BEGIN Task inputs
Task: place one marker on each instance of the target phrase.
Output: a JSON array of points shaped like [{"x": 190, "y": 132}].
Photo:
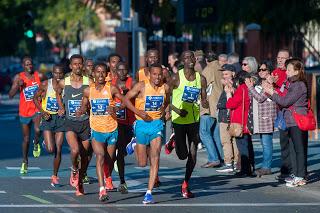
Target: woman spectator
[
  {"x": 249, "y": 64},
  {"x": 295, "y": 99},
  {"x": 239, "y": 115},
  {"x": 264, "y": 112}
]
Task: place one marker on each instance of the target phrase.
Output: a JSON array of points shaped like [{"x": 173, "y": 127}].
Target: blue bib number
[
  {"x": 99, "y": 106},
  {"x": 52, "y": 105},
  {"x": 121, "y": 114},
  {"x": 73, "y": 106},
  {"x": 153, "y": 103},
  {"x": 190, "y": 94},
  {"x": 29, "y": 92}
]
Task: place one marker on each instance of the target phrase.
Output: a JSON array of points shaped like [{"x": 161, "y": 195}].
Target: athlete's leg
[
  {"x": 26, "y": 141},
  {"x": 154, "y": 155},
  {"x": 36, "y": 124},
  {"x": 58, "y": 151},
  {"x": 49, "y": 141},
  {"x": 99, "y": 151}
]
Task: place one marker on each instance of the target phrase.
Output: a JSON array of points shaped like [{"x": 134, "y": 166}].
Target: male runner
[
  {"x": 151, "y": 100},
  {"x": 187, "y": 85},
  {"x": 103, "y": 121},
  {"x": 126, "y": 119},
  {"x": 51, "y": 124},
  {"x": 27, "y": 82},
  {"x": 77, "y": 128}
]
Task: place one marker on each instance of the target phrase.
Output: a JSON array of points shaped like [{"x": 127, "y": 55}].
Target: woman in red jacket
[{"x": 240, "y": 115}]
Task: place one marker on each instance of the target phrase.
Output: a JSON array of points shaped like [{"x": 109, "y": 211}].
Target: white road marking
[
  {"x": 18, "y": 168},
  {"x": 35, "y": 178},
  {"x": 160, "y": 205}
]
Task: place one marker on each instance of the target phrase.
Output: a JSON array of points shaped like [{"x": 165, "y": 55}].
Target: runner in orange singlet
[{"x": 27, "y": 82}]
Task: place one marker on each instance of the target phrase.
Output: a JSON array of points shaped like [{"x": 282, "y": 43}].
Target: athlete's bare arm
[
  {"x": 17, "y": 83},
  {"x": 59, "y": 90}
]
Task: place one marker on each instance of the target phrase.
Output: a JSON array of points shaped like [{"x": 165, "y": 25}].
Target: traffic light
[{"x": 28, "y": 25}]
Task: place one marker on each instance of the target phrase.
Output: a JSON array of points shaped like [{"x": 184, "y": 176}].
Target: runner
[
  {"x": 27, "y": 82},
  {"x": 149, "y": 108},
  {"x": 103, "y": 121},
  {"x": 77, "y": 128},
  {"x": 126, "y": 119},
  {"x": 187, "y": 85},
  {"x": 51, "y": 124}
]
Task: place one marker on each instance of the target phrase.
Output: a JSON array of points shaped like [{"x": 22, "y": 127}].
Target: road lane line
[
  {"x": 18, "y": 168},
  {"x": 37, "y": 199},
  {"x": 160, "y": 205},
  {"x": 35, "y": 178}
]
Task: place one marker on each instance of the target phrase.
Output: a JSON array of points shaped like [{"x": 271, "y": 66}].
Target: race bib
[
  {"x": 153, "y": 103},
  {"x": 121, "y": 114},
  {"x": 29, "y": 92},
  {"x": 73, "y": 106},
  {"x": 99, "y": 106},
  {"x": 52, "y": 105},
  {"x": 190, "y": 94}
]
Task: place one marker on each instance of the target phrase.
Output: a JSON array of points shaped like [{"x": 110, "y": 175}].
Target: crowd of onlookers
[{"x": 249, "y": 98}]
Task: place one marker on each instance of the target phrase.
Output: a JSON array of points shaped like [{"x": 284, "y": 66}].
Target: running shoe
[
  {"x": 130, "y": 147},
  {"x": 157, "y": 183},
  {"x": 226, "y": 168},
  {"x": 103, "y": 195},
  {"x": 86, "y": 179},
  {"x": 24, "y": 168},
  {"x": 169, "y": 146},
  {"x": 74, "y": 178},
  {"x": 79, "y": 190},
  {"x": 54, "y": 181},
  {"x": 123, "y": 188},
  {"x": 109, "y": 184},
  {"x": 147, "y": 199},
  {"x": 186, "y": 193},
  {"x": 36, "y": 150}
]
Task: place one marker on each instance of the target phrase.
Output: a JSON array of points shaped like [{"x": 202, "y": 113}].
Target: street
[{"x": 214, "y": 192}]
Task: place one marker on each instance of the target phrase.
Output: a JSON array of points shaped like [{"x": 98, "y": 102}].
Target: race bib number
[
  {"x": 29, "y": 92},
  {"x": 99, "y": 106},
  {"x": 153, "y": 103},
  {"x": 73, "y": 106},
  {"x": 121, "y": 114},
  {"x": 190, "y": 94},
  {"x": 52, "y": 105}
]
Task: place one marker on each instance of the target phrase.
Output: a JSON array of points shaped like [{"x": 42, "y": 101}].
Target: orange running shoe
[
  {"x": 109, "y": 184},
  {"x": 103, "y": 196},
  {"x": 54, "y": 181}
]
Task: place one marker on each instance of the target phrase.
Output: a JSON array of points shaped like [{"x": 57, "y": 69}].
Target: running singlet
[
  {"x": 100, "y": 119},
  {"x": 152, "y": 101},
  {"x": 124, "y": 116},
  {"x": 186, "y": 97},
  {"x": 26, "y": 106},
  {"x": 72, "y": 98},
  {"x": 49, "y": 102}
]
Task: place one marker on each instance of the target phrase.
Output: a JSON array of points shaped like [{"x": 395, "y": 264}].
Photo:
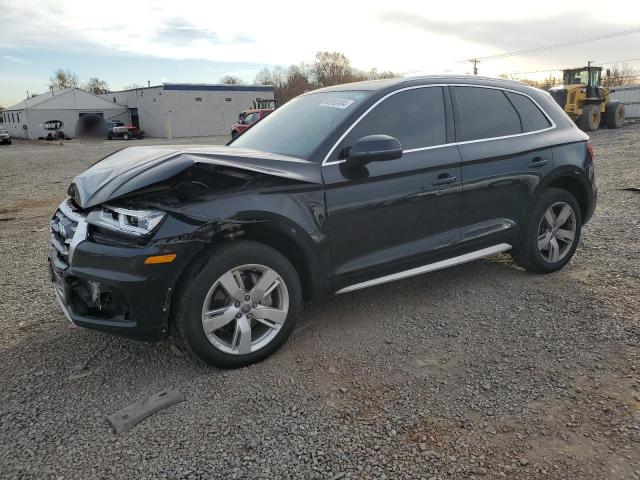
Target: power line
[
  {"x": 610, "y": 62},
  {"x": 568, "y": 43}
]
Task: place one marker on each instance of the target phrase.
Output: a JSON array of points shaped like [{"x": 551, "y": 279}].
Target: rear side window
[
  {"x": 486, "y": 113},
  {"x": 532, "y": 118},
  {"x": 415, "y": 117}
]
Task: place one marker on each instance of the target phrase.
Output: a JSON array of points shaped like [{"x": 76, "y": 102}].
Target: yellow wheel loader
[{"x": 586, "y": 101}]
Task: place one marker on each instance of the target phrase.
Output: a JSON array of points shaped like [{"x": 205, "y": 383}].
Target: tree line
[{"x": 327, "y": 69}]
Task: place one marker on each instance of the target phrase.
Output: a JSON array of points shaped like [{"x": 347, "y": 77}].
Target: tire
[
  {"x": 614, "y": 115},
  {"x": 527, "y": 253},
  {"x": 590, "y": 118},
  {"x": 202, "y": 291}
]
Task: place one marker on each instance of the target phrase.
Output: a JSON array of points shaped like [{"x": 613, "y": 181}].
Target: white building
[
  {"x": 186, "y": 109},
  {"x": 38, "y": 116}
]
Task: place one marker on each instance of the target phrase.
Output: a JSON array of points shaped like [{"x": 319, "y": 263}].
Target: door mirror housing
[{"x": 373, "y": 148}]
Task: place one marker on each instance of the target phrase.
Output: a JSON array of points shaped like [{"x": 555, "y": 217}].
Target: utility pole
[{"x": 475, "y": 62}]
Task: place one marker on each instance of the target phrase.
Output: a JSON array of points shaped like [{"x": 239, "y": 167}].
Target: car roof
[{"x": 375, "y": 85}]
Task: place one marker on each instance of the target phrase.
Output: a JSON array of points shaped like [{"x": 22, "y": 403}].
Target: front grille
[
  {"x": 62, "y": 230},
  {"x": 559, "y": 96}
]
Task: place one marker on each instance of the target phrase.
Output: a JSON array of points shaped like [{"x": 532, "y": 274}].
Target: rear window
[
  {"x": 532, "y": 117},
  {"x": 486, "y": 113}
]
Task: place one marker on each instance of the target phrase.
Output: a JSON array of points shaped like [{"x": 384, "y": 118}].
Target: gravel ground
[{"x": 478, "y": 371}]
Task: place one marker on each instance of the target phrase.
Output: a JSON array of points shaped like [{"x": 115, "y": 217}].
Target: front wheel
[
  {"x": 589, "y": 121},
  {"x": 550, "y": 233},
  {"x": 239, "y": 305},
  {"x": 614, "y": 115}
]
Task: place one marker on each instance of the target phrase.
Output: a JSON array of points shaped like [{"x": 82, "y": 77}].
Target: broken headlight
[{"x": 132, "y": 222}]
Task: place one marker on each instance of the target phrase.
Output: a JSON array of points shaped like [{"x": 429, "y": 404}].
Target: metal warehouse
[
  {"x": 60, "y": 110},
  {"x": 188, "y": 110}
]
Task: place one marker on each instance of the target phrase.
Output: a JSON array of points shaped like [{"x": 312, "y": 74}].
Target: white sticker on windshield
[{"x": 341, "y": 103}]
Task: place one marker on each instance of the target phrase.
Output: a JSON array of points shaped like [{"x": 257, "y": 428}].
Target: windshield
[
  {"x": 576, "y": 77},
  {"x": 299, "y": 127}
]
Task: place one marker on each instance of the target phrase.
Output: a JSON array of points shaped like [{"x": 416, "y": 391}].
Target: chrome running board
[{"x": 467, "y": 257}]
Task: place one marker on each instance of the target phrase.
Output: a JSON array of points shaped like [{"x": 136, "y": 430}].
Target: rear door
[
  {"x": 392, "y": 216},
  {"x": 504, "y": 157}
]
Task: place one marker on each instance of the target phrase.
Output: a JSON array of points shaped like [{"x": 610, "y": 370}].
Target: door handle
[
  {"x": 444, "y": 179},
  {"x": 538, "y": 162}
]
END Task inputs
• Your instructions: One line above contains "Target: gravel ground". Output that line and each one after it, word for word, and nothing else.

• Problem solution:
Target: gravel ground
[{"x": 478, "y": 371}]
Task: place one marker on each instance of the target phrase.
Output: a JSON array of points shaped like [{"x": 115, "y": 217}].
Target: front wheel
[
  {"x": 589, "y": 121},
  {"x": 550, "y": 233},
  {"x": 239, "y": 305},
  {"x": 614, "y": 115}
]
Task: place one marker on each instance of the target phrase.
Output: a JSON array of points shaped like [{"x": 82, "y": 77}].
Target: broken headlight
[{"x": 132, "y": 222}]
Task: place one marker on each instance of the target phrase.
Output: a JSON array of points shaped like [{"x": 429, "y": 404}].
Target: metal warehouse
[
  {"x": 60, "y": 110},
  {"x": 188, "y": 110}
]
Task: place one marker on each instance of the target phrase.
Output: a JSON array of points shaped like [{"x": 312, "y": 74}].
Target: white sticker on windshield
[{"x": 341, "y": 103}]
Task: place one marker on each instance of the target phrase.
Output: a JSON array of points shaped like [{"x": 257, "y": 428}].
Target: windshield
[
  {"x": 576, "y": 77},
  {"x": 299, "y": 127}
]
Task: place one marker on each instance of the target phrase.
Output: a JSON array of points shaped like [{"x": 416, "y": 391}].
Target: chrome running board
[{"x": 467, "y": 257}]
Task: place one marker on each instance of the target phrase.
Output: a JSON array of points shaped like [{"x": 136, "y": 430}].
Target: rear door
[
  {"x": 392, "y": 216},
  {"x": 504, "y": 157}
]
Task: place one marker on each instance of the target phrase.
Output: a JSON array of points shaped like [{"x": 610, "y": 370}].
Target: door handle
[
  {"x": 444, "y": 179},
  {"x": 538, "y": 162}
]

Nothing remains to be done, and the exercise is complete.